== Data taken from a collection ==
(begin)

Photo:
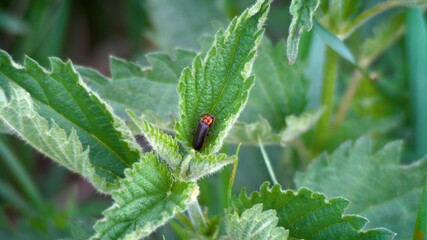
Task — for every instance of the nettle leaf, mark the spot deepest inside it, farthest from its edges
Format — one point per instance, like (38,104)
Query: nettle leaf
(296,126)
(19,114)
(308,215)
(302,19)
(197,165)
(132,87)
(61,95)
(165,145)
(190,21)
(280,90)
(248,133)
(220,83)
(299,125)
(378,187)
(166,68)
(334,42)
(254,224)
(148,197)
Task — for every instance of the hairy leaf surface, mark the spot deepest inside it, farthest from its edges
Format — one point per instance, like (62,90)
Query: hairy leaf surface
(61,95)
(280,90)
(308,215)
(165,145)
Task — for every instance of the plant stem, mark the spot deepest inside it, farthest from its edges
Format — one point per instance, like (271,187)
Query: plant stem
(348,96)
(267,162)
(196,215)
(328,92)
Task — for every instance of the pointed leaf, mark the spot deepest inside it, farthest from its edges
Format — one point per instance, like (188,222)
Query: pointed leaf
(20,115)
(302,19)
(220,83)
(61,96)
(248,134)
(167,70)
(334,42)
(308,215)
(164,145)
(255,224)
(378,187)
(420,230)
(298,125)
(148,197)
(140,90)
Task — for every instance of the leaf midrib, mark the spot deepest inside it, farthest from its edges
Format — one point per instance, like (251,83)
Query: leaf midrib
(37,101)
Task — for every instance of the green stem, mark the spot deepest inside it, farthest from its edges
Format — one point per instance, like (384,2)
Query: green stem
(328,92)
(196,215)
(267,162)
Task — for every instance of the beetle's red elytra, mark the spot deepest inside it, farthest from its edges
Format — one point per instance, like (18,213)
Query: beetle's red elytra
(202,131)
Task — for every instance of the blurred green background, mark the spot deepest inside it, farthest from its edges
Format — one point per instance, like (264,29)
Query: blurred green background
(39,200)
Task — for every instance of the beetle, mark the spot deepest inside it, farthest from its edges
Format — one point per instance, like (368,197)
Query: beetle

(end)

== Exercise task ==
Convert all of the material above into a Markdown table with two columns, Row and Text, putting each line's number under Row and the line itself under Text and skipping blank lines. Leave the pictures out.

== Expected output ==
| Row | Text |
|---|---|
| 1 | Photo: |
| 2 | Task — for every instance of the nettle leaf, mark the spot deepest inside it, farthest from its edges |
| 3 | Format — one point per instance, like (38,104) |
| 4 | Query: nettle leaf |
| 5 | (296,126) |
| 6 | (19,114) |
| 7 | (308,215) |
| 8 | (302,19) |
| 9 | (197,165) |
| 10 | (132,87) |
| 11 | (61,95) |
| 12 | (165,145) |
| 13 | (190,21) |
| 14 | (280,90) |
| 15 | (248,133) |
| 16 | (220,83) |
| 17 | (299,125) |
| 18 | (378,187) |
| 19 | (166,68) |
| 20 | (334,42) |
| 21 | (254,224) |
| 22 | (148,197) |
| 23 | Task — for every instance of the hairy leaf surface, mark the spot deepest inside it, farthest from its edges |
| 24 | Format — one point per instance, like (62,90) |
| 25 | Query: hairy leaf surface |
| 26 | (61,95) |
| 27 | (280,90) |
| 28 | (308,215) |
| 29 | (165,145) |
| 30 | Task — for every instance of the plant stem, mark the spot deepest inside it, farthest from its edges |
| 31 | Format — one point per instance, like (271,187) |
| 32 | Query: plant stem |
| 33 | (348,96) |
| 34 | (267,162) |
| 35 | (196,215) |
| 36 | (328,92) |
| 37 | Task — for every instance of the pointed leaf, mark the spot deepest inside it, farthest from its edges |
| 38 | Format — one point per instance, like (188,222) |
| 39 | Query: pointed leaf |
| 40 | (20,115) |
| 41 | (302,19) |
| 42 | (220,83) |
| 43 | (61,96) |
| 44 | (248,134) |
| 45 | (167,70) |
| 46 | (334,42) |
| 47 | (308,215) |
| 48 | (164,145) |
| 49 | (255,224) |
| 50 | (378,187) |
| 51 | (420,230) |
| 52 | (298,125) |
| 53 | (148,197) |
| 54 | (140,90) |
| 55 | Task — for every instance of the leaf midrib, mark the spot deepest inside it, farthest from its edges |
| 56 | Format — one point per instance, like (251,83) |
| 57 | Query: leaf midrib |
| 58 | (37,101) |
| 59 | Task — for every instance of the green stem, mark the spot deepest inside it, farthest from its edges |
| 60 | Format — one point per instance, like (384,2) |
| 61 | Query: green stem |
| 62 | (328,92) |
| 63 | (196,215) |
| 64 | (267,162) |
| 65 | Task — for every instance of the beetle's red elytra, mark the spot deepest inside it, farthest from its edges |
| 66 | Format — one point per instance, like (18,213) |
| 67 | Query: beetle's red elytra |
| 68 | (202,131) |
| 69 | Task — for every instance of the blurred green background, mark the spot deepest inside it, farthest from its edges |
| 70 | Format — one point per instance, like (264,29) |
| 71 | Query: blurred green background |
| 72 | (39,200) |
| 73 | Task — for every instance of the beetle, mark the spot deepest inside it, farthest from its edges |
| 74 | Format — one point per instance, like (368,197) |
| 75 | Query: beetle |